## Consigne
Citez mot pour mot, dans le texte sur l'origine des peuples du fleuve et de l'intérieur, tout ce qui va de « Il y a en effet » jusqu'à « qui environnent Mobaye. ».

## Texte à lire

Il y a en effet une foule de ressemblances entre eux et les naturels découverts par Schweinfurth, tant dans le costume que dans les ornements, les mœurs. Il y a parfois même des similitudes de noms remarquables : ainsi sur les bords du Bomokondi, une tribu, celle des Aba-Sango, porte, à la particule près, exactement le même nom que les populations qui environnent Mobaye.

Au contraire les gens de l’intérieur, désignés par ceux du fleuve sous le nom générique de Mdri, et qui en réalité se nomment : Langouassi, Dakoa, Ngapons, Gobons, et plus à l’est les populations Bougou (à tort, sur les cartes et dans les livres, on orthographie Boubou), semblent venir du nord-est, du Dar Banda, pays qui comprend les hautes vallées de la Kotto et du Chinko. C’est sur les bords de cette dernière rivière, que Rafaï cherche à soumettre les Gabons et les Angappons. Leur langage, leurs mœurs, leurs cases, petites, rondes, terminées au centre par un clocheton gracieux de 1m,50 de haut, et chez eux juchées çà et là sur des termiticus, tout et spécialement les couteaux de jet, offre une si grande similitude avec ce que nous avons pu observer chez les Mdri et les Bougou que l’on peut affirmer sans hésiter que tous ces peuples ne forment qu’une seule et même race. Elle doit s’être divisée, il y a trente ou quarante ans lorsque les marchands Nubiens ont franchi la crête du bassin du Bahr el Ghazal, pour venir faire des esclaves dans le Dar Banda. C’est pour les fuir qu’une partie des habitants de ce pays s’est dirigée vers le sud-ouest.

À côté de ce courant venu du nord-est, et presque en diagonale, il s’en est produit un autre. Les Ouadda, les Sabanga, les Bagba, les Togbo Mbron, viennent du nord, nord-ouest. Ils ont été refoulés par les incursions des Musulmans du nord, du Baghirmi, du Ouaddaï et par les bandes de Rabah et de Snoussi.

## Matériel fourni
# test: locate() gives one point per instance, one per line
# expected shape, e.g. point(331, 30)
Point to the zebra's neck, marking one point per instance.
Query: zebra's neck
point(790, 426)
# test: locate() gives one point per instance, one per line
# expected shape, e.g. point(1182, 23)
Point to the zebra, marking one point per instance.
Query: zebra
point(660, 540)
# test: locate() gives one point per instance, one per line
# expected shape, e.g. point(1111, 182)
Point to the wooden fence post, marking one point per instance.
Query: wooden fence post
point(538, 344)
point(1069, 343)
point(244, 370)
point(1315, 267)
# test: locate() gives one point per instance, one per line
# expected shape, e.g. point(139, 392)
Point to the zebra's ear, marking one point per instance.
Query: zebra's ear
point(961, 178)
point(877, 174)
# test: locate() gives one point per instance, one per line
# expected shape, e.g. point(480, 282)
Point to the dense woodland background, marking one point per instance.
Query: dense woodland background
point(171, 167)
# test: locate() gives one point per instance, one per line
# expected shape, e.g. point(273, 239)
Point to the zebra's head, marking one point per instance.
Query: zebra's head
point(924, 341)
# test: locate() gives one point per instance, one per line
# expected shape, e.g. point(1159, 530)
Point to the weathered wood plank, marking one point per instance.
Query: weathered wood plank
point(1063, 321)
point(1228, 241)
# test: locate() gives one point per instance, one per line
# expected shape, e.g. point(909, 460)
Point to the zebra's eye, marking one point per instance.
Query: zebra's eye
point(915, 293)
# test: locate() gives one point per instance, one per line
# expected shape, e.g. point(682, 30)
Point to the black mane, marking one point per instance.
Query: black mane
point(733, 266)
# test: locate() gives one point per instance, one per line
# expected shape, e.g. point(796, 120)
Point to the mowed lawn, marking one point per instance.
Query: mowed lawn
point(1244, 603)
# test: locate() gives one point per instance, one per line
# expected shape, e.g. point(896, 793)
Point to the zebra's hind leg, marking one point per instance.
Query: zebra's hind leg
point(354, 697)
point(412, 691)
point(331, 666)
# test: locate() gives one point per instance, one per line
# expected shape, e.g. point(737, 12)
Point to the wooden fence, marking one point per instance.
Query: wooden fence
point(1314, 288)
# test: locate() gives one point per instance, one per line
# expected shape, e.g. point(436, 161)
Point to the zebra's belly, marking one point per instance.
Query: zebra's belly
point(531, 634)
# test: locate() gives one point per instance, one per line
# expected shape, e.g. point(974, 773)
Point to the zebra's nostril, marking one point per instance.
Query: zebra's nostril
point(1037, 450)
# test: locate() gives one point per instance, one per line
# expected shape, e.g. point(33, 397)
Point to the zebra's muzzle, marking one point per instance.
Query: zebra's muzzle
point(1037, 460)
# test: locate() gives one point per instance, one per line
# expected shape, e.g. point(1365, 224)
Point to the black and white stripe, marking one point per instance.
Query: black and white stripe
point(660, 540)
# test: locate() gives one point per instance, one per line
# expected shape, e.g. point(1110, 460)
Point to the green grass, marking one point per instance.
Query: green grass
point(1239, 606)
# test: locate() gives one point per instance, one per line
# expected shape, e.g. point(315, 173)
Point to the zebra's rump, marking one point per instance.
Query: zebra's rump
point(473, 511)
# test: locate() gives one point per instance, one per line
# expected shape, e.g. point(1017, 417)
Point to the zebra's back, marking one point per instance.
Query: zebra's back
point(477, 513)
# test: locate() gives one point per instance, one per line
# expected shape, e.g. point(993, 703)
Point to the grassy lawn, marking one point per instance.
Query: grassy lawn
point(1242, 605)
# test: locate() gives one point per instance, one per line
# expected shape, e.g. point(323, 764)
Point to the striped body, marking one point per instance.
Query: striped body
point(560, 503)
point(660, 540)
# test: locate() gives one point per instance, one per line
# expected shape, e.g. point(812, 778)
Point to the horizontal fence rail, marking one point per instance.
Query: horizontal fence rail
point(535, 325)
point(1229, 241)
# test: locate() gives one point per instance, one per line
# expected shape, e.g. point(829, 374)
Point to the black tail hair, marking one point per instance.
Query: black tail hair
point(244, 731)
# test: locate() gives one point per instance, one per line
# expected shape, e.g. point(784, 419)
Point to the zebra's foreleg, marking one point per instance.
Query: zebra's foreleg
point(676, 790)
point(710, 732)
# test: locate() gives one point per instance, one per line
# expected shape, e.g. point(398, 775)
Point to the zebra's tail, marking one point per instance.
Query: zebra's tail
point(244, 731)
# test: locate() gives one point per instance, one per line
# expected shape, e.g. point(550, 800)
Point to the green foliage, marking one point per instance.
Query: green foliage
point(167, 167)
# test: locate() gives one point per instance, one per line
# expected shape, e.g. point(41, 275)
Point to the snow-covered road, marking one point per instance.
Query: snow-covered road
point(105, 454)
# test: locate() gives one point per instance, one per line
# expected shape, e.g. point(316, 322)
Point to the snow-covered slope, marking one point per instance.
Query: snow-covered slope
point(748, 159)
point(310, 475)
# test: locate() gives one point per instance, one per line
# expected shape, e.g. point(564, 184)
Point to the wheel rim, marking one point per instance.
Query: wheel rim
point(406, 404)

## Corrigé
Il y a en effet une foule de ressemblances entre eux et les naturels découverts par Schweinfurth, tant dans le costume que dans les ornements, les mœurs. Il y a parfois même des similitudes de noms remarquables : ainsi sur les bords du Bomokondi, une tribu, celle des Aba-Sango, porte, à la particule près, exactement le même nom que les populations qui environnent Mobaye.